**What is needed:** Extract, unchanged, each line of the listing below from the line containing "the illuminated sign" through the last line of the listing.

**Information supplied:**
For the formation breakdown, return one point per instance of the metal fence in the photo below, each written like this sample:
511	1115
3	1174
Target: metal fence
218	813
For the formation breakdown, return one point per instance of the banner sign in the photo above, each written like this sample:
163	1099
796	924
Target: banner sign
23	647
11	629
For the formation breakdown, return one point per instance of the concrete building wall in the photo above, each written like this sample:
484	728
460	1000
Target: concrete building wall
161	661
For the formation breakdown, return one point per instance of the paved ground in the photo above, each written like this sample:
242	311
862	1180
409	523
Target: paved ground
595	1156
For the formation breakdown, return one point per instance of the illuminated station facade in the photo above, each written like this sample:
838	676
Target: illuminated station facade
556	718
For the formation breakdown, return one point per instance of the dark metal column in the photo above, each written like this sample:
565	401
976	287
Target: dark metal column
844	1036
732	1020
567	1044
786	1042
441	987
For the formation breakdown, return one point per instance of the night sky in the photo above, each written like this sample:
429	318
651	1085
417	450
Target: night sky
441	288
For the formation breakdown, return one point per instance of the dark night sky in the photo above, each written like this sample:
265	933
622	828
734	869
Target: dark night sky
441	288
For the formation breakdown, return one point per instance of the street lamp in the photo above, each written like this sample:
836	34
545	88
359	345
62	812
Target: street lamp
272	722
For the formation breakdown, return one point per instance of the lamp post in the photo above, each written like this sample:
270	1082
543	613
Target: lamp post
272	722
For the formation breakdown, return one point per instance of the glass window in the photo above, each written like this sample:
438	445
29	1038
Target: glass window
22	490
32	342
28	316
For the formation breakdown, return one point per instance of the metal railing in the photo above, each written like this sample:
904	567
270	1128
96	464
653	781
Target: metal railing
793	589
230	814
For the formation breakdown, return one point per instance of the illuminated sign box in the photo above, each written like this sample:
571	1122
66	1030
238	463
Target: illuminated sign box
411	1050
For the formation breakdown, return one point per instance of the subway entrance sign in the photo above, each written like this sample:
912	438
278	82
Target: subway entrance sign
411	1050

**Output for this task:**
For the formation breakdown, return one point per instance of the illuminated sign box in the photo above, each written like this sample:
571	1122
66	1030
238	463
Target: illuminated sign box
411	1050
For the formation breakdown, return one point per instance of the subway entrance sign in the photo above, each written like this sample:
912	438
278	82
Target: subway entrance sign
411	1050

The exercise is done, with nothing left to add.